SOAL SINGKAT 1:
Daftarkan setiap baris entri yang memuat kata "instance". Perhatikan perbedaan huruf besar dan huruf kecil.

KUTIPAN DOKUMEN:
------------
Logo BBC

Kisah 'Penebusan Dosa' Anak Algojo PKI di Blitar

Farid Masrurin (berjilab, tengah) dan penyintas tragedi 1965, Sukiman (kiri), serta Masrukin (kanan, suami Farid) di samping Gua Tikus, lokasi pembuangan orang-orang yang dituduh PKI di Dusun Bokolan, Desa Lorejo, Kabupaten Blitar. - BBC News Indonesia
Farid Masrurin (berjilab, tengah) dan penyintas tragedi 1965, Sukiman (kiri), serta Masrukin (kanan, suami Farid) di samping Gua Tikus, lokasi pembuangan orang-orang yang dituduh PKI di Dusun Bokolan, Desa Lorejo, Kabupaten Blitar. - BBC News Indonesia
Sumber :
  • bbc

Namun lambat-laun, ayahnya akhirnya tahu tentang kegiatan anaknya lantaran Farida acapkali mengundang teman-temannya dari Lakpesdam dan Syarikat berdiskusi di rumahnya.

Ayahnya juga diam-diam membaca dokumen atau majalah terkait program pendampingan yang dilakukannya dan kawan-kawannya.

Dalam wawancara dengan saya, Farida mengaku meletakkan dokumen itu di ruang tamu, dengan harapan ayahnya membacanya.

"Mungkin proses itu, termasuk pergesekan, atau diskusi, dan sering komunikasi, antara saya dengan bapak, yang suatu saat membuat ayah saya meminta maaf," ungkapnya.

Farida menambahkan, "Meminta maaf dalam artian bahwa, apapun, membunuh itu merupakan perbuatan yang salah."

Ayah minta maaf, sesuatu yang luar biasa

Kepada anaknya, sang ayah juga berulangkali meyakini bahwa orang-orang NU juga menjadi korban pada tragedi itu, sepertinya halnya para penyintas dari orang-orang yang dituduh PKI.
------------
SOAL SINGKAT 2:
Sebutkan semua nama tempat yang muncul dalam keterangan foto di awal artikel tentang anak algojo PKI di Blitar.

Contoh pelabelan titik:
------------
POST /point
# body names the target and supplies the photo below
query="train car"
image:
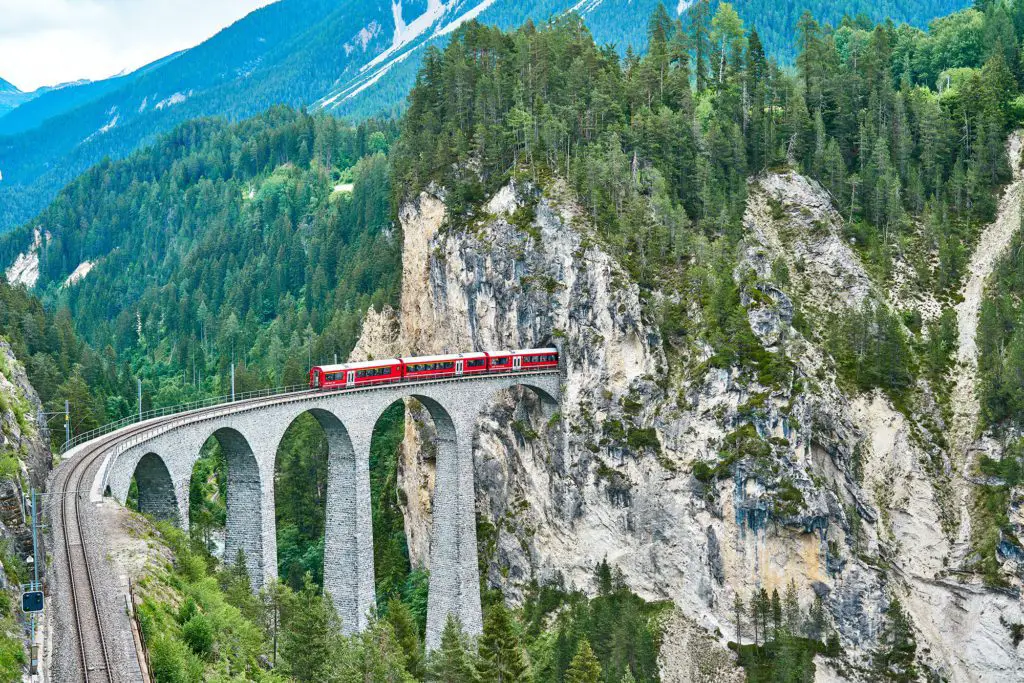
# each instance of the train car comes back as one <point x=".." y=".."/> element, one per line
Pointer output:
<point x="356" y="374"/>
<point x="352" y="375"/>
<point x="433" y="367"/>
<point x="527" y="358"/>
------------
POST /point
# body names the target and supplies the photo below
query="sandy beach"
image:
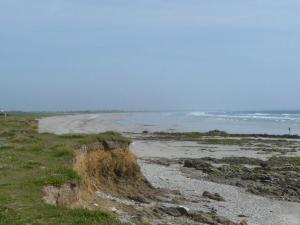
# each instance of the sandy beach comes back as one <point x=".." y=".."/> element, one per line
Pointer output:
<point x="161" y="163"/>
------------
HASIL YANG BENAR 1:
# each instance of the train car comes back as one <point x=".." y=".."/> element, one per line
# each instance of the sandy beach comes back as one <point x=".." y=".."/> element, one per line

HASIL YANG BENAR 2:
Gua Tikus, Dusun Bokolan, Desa Lorejo, Kabupaten Blitar